» **Directions for this task**
Please format the lines of the material below, starting at the line containing "Where can you see the dark grey" and ending at the line containing "(1012, 336)", as a Markdown table with the columns Row and Line. Number the rows and leave out any blank lines.

» **Material supplied**
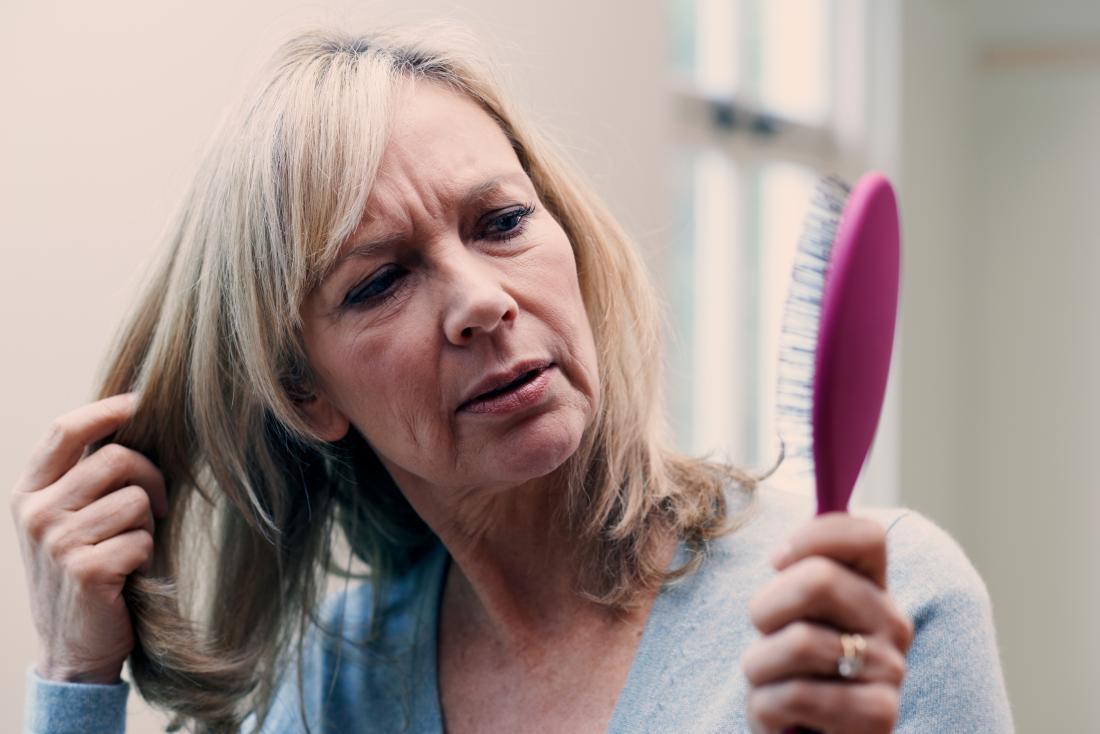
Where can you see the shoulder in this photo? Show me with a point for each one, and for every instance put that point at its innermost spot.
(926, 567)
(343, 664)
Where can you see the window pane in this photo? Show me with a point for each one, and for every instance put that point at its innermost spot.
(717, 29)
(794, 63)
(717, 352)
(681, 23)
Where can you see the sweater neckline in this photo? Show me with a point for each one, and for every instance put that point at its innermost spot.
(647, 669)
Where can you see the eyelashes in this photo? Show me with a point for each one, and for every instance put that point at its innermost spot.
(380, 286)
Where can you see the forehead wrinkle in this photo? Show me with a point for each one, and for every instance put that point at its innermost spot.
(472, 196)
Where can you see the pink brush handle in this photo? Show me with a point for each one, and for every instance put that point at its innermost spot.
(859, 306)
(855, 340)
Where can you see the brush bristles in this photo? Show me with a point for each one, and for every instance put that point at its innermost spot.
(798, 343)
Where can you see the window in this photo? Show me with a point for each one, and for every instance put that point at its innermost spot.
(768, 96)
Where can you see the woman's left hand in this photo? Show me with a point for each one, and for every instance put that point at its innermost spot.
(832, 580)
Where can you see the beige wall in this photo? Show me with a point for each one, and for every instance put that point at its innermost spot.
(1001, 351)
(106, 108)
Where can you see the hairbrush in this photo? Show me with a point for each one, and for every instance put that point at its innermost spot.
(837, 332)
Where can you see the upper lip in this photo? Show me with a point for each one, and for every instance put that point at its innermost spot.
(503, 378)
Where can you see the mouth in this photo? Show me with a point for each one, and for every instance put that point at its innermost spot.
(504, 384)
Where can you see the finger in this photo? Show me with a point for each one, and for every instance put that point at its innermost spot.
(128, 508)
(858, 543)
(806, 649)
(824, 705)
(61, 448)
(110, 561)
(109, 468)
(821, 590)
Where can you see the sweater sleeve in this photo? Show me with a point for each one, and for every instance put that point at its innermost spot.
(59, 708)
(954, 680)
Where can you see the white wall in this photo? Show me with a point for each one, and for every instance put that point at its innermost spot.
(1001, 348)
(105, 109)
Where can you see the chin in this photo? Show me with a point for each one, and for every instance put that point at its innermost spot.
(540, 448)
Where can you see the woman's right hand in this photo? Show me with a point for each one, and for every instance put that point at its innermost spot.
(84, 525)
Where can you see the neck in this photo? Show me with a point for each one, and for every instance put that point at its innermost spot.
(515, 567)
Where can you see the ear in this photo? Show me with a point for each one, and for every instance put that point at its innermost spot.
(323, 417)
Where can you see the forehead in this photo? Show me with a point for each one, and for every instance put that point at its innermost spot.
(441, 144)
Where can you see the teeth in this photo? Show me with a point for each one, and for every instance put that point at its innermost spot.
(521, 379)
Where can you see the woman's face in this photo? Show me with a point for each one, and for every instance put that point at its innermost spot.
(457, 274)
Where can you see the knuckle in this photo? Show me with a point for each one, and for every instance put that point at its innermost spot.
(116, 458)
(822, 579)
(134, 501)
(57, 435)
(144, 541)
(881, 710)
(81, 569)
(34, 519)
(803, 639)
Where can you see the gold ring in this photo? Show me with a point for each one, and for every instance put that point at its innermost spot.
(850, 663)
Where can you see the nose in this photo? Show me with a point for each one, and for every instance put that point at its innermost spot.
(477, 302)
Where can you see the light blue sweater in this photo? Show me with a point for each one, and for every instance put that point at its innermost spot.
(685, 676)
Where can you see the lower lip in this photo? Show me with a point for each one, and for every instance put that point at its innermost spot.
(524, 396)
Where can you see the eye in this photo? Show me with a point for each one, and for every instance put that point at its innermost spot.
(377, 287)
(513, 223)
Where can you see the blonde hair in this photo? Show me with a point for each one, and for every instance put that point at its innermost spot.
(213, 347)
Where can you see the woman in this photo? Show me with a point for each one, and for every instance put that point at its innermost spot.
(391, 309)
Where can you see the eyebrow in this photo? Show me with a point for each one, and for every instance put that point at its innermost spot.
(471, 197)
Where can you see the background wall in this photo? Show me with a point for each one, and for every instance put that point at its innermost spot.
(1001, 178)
---
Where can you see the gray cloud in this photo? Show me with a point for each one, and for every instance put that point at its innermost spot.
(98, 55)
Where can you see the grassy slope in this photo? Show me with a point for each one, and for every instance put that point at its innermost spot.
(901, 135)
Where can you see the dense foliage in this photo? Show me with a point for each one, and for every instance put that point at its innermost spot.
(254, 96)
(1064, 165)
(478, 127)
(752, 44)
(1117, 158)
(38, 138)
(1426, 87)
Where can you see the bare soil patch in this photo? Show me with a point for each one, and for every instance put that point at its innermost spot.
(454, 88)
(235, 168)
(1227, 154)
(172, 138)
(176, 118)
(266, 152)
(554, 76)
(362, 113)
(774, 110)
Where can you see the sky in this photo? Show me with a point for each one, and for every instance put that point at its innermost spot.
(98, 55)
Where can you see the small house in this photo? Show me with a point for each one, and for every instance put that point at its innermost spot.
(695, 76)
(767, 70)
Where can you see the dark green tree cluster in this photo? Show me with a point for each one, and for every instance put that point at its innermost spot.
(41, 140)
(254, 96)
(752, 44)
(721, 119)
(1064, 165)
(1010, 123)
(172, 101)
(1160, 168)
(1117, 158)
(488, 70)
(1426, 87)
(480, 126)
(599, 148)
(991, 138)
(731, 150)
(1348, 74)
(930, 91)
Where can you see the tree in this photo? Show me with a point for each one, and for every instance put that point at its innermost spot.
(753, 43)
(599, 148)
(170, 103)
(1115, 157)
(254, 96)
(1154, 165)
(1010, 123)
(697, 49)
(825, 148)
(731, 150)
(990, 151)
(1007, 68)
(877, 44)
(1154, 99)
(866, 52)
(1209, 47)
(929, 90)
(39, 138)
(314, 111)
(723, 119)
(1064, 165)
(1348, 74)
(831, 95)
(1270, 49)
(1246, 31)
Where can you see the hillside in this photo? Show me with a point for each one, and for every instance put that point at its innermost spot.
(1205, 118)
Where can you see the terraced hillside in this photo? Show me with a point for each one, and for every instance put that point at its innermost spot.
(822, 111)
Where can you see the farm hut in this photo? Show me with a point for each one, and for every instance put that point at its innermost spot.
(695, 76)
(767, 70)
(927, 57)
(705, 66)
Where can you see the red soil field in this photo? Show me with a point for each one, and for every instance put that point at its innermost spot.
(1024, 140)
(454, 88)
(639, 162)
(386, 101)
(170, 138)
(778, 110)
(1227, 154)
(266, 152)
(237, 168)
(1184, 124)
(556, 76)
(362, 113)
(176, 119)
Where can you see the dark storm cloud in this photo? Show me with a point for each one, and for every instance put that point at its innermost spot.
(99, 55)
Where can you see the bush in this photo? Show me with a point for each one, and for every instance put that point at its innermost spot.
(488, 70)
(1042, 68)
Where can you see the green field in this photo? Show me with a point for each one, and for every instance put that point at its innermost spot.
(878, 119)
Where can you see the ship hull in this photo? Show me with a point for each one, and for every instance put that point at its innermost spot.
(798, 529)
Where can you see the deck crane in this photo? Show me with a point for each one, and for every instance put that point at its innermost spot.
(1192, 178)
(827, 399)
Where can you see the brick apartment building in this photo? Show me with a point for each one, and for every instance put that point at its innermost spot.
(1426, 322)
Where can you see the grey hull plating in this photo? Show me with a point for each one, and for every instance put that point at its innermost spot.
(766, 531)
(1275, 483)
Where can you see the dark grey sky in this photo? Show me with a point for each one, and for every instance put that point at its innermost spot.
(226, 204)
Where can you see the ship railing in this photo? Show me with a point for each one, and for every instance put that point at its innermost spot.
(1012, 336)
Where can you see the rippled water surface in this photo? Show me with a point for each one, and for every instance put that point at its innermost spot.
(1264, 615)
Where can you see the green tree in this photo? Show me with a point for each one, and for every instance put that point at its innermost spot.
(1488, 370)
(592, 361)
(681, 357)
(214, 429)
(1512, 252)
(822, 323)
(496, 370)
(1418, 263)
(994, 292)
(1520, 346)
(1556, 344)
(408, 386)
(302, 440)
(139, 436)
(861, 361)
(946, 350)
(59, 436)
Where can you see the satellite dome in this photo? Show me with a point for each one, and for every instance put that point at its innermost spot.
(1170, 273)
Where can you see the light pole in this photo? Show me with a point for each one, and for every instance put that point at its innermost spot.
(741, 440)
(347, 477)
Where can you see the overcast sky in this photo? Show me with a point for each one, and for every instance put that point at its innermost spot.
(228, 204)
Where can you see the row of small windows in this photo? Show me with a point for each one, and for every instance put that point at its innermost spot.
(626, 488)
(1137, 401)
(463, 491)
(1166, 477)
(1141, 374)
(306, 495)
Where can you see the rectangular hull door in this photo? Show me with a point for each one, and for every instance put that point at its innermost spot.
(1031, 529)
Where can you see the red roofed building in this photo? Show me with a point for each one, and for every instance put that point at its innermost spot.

» **Result of this exercise**
| Row | Line |
|---|---|
| 1 | Where can you see the dark grey sky in this photo? Show me with a point for each one, and for every instance put that point at its innermost spot. |
| 2 | (226, 204) |
| 3 | Where can you see the ship railing in this photo? Show me with a point for each one, and for every instance put that point at its innermost spot. |
| 4 | (1012, 336) |